Description of the task
Every line below must be reproduced exactly. Copy them all.

(Pointing dataset records)
****************

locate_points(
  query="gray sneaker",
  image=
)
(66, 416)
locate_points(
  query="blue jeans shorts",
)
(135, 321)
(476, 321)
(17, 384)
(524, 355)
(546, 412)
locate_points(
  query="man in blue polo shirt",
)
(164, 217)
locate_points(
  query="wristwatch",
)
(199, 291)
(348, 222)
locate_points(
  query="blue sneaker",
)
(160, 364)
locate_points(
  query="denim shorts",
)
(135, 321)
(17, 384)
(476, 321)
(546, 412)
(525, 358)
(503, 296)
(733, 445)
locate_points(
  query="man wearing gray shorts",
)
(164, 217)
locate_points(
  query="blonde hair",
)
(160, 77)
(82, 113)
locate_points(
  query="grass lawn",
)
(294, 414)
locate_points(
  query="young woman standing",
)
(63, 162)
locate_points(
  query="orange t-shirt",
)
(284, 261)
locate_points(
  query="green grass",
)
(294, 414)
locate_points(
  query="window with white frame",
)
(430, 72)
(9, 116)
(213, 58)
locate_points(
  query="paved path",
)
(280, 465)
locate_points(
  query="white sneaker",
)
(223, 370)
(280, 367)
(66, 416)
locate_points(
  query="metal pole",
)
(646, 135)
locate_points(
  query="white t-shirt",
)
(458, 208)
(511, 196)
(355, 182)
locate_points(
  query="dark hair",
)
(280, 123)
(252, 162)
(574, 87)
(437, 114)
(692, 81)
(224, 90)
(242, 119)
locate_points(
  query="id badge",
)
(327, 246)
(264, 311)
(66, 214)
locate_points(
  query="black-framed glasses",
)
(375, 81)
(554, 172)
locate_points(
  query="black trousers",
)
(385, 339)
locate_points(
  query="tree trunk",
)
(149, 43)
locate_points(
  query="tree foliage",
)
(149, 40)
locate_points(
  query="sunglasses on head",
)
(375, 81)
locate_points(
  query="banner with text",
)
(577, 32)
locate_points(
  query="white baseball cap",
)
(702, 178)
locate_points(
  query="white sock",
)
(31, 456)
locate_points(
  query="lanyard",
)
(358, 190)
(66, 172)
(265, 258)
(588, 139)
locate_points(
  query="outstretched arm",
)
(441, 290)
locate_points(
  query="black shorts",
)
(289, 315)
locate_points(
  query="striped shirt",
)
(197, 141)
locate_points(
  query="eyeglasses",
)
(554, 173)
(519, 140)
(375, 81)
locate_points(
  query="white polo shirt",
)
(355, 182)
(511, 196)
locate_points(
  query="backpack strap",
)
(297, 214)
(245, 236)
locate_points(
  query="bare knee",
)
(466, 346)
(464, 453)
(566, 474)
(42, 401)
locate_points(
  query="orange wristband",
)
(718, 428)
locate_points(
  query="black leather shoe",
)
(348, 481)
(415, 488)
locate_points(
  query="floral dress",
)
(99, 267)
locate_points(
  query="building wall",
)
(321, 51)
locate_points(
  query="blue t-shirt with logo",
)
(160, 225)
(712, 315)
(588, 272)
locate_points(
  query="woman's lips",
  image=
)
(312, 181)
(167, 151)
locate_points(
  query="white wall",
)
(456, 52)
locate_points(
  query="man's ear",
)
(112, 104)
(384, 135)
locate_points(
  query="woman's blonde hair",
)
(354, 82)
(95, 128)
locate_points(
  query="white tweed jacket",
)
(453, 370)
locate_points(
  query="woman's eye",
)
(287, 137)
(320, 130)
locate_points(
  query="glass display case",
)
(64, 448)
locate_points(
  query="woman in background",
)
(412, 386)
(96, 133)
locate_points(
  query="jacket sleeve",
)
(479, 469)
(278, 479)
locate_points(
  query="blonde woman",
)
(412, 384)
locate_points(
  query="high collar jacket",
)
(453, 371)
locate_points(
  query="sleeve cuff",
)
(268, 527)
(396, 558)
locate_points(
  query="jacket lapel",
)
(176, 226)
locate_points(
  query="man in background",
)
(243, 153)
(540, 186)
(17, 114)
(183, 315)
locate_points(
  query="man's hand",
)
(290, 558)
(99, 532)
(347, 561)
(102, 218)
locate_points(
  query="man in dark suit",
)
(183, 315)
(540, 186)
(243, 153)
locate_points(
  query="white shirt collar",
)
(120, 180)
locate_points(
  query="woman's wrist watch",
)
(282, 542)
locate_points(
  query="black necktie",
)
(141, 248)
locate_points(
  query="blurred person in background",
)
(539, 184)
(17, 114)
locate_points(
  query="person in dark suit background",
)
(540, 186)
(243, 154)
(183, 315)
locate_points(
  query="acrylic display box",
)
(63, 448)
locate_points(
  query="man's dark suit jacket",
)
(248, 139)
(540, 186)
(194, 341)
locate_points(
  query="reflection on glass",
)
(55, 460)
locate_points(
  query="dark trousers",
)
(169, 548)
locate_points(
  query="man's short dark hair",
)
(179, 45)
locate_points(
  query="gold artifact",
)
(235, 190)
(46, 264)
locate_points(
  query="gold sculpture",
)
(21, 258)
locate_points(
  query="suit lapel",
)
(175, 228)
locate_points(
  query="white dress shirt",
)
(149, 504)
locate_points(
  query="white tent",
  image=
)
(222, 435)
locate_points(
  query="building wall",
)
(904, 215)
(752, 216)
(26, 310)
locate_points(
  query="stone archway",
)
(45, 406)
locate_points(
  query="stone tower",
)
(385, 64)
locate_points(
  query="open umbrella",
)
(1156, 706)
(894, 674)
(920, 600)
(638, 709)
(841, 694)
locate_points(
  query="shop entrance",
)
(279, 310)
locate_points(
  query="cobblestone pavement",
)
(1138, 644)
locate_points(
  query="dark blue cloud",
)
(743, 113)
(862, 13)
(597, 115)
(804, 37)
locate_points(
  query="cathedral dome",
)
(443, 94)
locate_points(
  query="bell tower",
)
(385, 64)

****************

Expected answer
locate_points(
  query="gray sneaker",
  image=
)
(66, 416)
locate_points(
  query="blue jeans shorts",
)
(135, 321)
(476, 321)
(17, 384)
(524, 355)
(546, 412)
locate_points(
  query="man in blue polo shirt",
)
(164, 217)
locate_points(
  query="wristwatch",
)
(199, 291)
(348, 222)
locate_points(
  query="blue sneaker",
)
(160, 364)
locate_points(
  query="denim shorts",
)
(135, 321)
(17, 384)
(476, 321)
(546, 412)
(525, 358)
(503, 296)
(733, 445)
locate_points(
  query="man wearing gray shorts",
)
(164, 217)
locate_points(
  query="blonde hair",
)
(160, 77)
(82, 113)
locate_points(
  query="grass lawn",
)
(294, 414)
locate_points(
  query="young woman standing",
)
(63, 162)
locate_points(
  query="orange t-shirt",
)
(284, 261)
locate_points(
  query="green grass",
)
(294, 414)
locate_points(
  query="window with white frame",
)
(430, 72)
(9, 116)
(213, 58)
locate_points(
  query="paved path",
)
(280, 465)
locate_points(
  query="white sneaker",
)
(223, 370)
(280, 367)
(66, 416)
locate_points(
  query="metal pole",
)
(646, 135)
locate_points(
  query="white t-shirt",
)
(458, 208)
(511, 196)
(355, 182)
locate_points(
  query="dark hair",
)
(280, 123)
(252, 162)
(574, 87)
(437, 114)
(692, 81)
(224, 90)
(242, 119)
locate_points(
  query="id badge",
)
(327, 246)
(264, 311)
(66, 214)
locate_points(
  query="black-framed glasses",
)
(375, 81)
(554, 172)
locate_points(
  query="black trousers",
)
(385, 339)
locate_points(
  query="tree trunk",
)
(149, 43)
locate_points(
  query="tree foliage",
)
(149, 40)
locate_points(
  query="sunglasses on head",
)
(375, 81)
locate_points(
  query="banner with text",
)
(577, 32)
locate_points(
  query="white baseball cap",
)
(702, 178)
locate_points(
  query="white sock",
)
(31, 456)
locate_points(
  query="lanyard",
)
(358, 190)
(66, 172)
(265, 258)
(588, 139)
locate_points(
  query="outstretched arm",
)
(441, 290)
locate_points(
  query="black shorts",
)
(289, 315)
locate_points(
  query="striped shirt",
)
(197, 141)
locate_points(
  query="eyeglasses",
)
(554, 173)
(519, 140)
(375, 81)
locate_points(
  query="white polo shirt",
)
(355, 182)
(511, 196)
locate_points(
  query="backpack strap",
)
(297, 214)
(245, 236)
locate_points(
  query="bare knee",
)
(466, 346)
(464, 453)
(566, 474)
(42, 401)
locate_points(
  query="orange wristband",
)
(718, 428)
locate_points(
  query="black leather shoe",
)
(348, 481)
(415, 488)
locate_points(
  query="floral dress",
)
(99, 267)
locate_points(
  query="building wall",
)
(321, 51)
locate_points(
  query="blue t-shirt with logo",
)
(160, 225)
(712, 315)
(588, 272)
locate_points(
  query="woman's lips",
  image=
)
(312, 181)
(167, 151)
locate_points(
  query="white wall",
)
(456, 52)
locate_points(
  query="man's ear",
)
(112, 104)
(384, 135)
locate_points(
  query="woman's blonde hair",
)
(354, 82)
(95, 128)
locate_points(
  query="white tweed jacket",
)
(453, 370)
locate_points(
  query="woman's eye",
)
(287, 137)
(320, 130)
locate_points(
  query="glass display case",
)
(64, 448)
locate_points(
  query="woman in background",
)
(412, 386)
(96, 133)
locate_points(
  query="jacket sleeve",
)
(479, 469)
(278, 479)
locate_points(
  query="blonde woman",
)
(412, 384)
locate_points(
  query="high collar jacket",
)
(453, 371)
locate_points(
  query="sleeve cuff",
)
(268, 527)
(396, 558)
locate_points(
  query="jacket lapel",
)
(176, 226)
locate_points(
  query="man in background",
)
(243, 153)
(540, 186)
(17, 114)
(183, 315)
locate_points(
  query="man's hand",
)
(290, 558)
(99, 532)
(347, 561)
(102, 218)
locate_points(
  query="man in dark suit",
)
(183, 315)
(540, 186)
(243, 153)
locate_points(
  query="white shirt collar",
)
(120, 180)
locate_points(
  query="woman's wrist watch",
)
(282, 542)
locate_points(
  query="black necktie",
)
(141, 248)
locate_points(
  query="blurred person in background",
)
(539, 184)
(17, 114)
locate_points(
  query="person in dark suit background",
)
(540, 186)
(243, 154)
(183, 315)
locate_points(
  query="acrylic display box",
)
(63, 448)
locate_points(
  query="man's dark suit jacket",
)
(248, 139)
(540, 186)
(194, 341)
locate_points(
  query="reflection on glass",
)
(55, 460)
locate_points(
  query="dark trousers",
)
(169, 548)
locate_points(
  query="man's short dark hair",
)
(179, 45)
locate_points(
  query="gold artifact",
)
(235, 190)
(46, 264)
locate_points(
  query="gold sculpture",
)
(21, 258)
locate_points(
  query="suit lapel",
)
(175, 228)
locate_points(
  query="white dress shirt",
)
(149, 504)
locate_points(
  query="white tent",
  image=
)
(222, 435)
locate_points(
  query="building wall",
)
(904, 215)
(752, 216)
(26, 310)
locate_points(
  query="stone archway",
)
(45, 406)
locate_points(
  query="stone tower",
)
(385, 64)
locate_points(
  query="open umbrella",
)
(1156, 706)
(894, 674)
(920, 600)
(638, 709)
(841, 694)
locate_points(
  query="shop entrance",
)
(279, 310)
locate_points(
  query="cobblestone pavement",
)
(1138, 644)
locate_points(
  query="dark blue cloud",
)
(743, 113)
(862, 13)
(597, 115)
(804, 37)
locate_points(
  query="cathedral dome",
)
(443, 94)
locate_points(
  query="bell tower",
)
(385, 64)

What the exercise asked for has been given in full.